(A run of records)
__________

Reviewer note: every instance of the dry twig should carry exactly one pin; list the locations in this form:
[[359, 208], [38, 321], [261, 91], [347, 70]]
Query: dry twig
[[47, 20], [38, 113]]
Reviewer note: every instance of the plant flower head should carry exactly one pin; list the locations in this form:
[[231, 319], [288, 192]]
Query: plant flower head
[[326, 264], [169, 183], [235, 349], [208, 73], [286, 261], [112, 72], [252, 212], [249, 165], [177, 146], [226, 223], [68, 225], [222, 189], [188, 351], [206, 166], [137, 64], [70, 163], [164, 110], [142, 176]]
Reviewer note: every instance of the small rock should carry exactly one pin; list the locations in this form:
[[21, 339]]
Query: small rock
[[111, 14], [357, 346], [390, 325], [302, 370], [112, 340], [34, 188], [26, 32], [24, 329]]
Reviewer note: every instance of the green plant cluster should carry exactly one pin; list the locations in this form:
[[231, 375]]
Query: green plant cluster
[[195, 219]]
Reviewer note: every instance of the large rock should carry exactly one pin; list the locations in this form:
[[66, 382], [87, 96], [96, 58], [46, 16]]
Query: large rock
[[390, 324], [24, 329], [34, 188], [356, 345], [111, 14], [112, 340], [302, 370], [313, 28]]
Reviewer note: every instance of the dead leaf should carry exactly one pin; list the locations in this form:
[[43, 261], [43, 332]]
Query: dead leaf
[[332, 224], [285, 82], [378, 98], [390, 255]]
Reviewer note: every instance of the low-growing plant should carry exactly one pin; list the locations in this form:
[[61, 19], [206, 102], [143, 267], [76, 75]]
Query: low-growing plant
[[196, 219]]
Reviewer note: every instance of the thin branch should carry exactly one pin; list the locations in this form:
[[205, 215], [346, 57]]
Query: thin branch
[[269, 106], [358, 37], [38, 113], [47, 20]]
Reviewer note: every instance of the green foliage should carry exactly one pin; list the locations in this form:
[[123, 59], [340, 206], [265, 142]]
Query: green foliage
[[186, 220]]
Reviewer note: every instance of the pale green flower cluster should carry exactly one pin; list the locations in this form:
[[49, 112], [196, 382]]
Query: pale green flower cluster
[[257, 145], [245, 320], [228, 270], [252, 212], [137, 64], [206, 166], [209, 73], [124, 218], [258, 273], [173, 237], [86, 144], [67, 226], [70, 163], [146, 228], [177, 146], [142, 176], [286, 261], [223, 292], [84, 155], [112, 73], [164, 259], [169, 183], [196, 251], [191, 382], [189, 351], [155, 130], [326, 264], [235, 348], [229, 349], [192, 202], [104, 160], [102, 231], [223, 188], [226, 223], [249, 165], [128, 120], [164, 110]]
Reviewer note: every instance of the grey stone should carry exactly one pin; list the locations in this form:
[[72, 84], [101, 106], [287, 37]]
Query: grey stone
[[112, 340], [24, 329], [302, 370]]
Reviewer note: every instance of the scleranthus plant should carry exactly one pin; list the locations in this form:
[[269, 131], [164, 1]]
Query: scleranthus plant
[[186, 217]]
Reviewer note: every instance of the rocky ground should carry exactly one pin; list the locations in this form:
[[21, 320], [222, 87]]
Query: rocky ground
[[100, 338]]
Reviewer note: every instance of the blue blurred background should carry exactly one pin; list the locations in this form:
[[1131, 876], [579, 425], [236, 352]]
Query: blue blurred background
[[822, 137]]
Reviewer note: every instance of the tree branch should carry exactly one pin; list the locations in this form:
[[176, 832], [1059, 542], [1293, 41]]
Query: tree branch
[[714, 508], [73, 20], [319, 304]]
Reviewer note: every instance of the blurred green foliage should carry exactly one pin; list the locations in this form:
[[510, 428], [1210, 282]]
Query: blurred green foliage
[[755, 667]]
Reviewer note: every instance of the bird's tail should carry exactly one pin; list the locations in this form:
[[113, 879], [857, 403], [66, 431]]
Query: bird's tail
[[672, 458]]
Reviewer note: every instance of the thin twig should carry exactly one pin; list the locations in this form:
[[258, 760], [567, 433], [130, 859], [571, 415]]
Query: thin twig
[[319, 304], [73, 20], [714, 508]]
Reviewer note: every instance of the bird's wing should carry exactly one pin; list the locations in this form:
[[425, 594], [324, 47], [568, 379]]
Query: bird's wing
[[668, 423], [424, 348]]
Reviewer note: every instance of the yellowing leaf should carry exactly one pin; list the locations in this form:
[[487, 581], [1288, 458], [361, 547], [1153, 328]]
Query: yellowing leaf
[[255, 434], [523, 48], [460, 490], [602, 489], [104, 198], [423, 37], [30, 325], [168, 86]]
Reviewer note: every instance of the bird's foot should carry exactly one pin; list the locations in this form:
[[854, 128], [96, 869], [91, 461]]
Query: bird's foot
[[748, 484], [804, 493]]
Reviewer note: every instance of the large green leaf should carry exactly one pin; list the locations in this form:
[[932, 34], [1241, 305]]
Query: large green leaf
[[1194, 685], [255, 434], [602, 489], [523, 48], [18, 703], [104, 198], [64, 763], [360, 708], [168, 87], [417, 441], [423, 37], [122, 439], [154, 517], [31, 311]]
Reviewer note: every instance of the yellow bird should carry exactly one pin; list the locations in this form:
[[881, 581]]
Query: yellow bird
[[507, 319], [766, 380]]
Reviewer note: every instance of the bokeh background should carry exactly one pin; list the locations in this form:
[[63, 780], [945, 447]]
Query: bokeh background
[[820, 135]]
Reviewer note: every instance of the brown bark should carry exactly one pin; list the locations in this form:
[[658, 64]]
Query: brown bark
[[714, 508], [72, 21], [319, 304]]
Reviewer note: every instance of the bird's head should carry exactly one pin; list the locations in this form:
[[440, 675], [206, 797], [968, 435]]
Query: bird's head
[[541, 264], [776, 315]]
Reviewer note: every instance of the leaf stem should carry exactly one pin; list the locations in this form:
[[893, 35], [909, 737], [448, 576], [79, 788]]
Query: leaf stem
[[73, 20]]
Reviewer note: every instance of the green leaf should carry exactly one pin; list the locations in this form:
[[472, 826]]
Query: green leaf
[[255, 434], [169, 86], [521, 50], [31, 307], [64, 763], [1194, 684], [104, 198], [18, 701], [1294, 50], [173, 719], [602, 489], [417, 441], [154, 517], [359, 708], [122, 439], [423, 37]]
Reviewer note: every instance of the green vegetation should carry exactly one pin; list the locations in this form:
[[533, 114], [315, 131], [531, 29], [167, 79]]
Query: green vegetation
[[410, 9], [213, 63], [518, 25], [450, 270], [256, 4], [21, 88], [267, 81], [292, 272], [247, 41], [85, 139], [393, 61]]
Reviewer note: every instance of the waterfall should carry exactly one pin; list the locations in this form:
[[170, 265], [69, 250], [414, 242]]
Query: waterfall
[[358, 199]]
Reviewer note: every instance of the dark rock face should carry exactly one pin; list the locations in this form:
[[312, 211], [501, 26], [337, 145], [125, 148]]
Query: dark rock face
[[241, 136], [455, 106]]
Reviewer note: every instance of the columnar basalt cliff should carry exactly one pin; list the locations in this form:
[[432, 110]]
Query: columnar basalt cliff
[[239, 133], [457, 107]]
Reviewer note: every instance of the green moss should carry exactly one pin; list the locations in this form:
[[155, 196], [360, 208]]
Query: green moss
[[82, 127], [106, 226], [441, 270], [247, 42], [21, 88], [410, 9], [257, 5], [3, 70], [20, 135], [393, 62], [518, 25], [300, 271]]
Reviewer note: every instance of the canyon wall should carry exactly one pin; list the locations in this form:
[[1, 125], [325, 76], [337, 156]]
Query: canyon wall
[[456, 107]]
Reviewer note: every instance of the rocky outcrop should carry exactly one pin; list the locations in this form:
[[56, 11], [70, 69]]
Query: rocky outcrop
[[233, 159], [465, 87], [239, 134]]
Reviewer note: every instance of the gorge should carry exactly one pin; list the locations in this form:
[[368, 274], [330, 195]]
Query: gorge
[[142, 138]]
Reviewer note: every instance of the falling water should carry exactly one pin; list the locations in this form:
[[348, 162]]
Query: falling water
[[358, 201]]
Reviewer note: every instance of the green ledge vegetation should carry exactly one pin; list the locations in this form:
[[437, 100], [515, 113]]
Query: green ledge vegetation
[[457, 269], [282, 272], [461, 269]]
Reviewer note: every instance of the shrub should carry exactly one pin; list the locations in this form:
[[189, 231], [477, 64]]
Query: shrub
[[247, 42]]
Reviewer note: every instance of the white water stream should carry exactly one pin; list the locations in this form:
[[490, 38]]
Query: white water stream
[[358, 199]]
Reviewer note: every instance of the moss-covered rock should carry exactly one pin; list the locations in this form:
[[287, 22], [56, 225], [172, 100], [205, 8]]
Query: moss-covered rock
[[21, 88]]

__________

Required task ->
Revise the listing from the line holding "Reviewer note: every instance of the leaf" through the line holding "[[241, 136], [455, 106]]", inclusive, swapping "waterfall" for "cascade" and leaving everything else untouched.

Answer for the task ->
Reviewer note: every instance of the leaf stem should carry exactly one pin; list the locations in this form:
[[893, 35], [909, 737], [448, 576], [79, 788]]
Query: leaf stem
[[73, 20]]
Reviewer note: every instance of the green leaf should carry exactly one pin; list the locations in this form:
[[472, 826]]
Query: green leaf
[[255, 434], [169, 86], [521, 50], [31, 307], [64, 763], [1194, 684], [104, 198], [18, 701], [1294, 50], [173, 719], [602, 489], [417, 441], [154, 517], [359, 708], [122, 439], [423, 37]]
Reviewer note: every instance of the green vegetation should carry exactly one pin; list the locations in this form:
[[533, 114], [315, 131], [531, 29], [167, 79]]
Query: green vegetation
[[410, 9], [213, 63], [518, 25], [450, 270], [256, 4], [21, 88], [267, 81], [292, 272], [247, 41], [85, 139], [393, 61]]
Reviewer note: every instance of the cascade should carry exactly one pin; list the locations in this form:
[[170, 265], [69, 250], [414, 242]]
Query: cascade
[[358, 199]]
Reviewer note: every instance of the dark rock face should carry exactly one pin; list the locations in this form:
[[312, 211], [501, 26], [337, 145], [125, 148]]
Query: dark rock face
[[241, 136], [455, 106]]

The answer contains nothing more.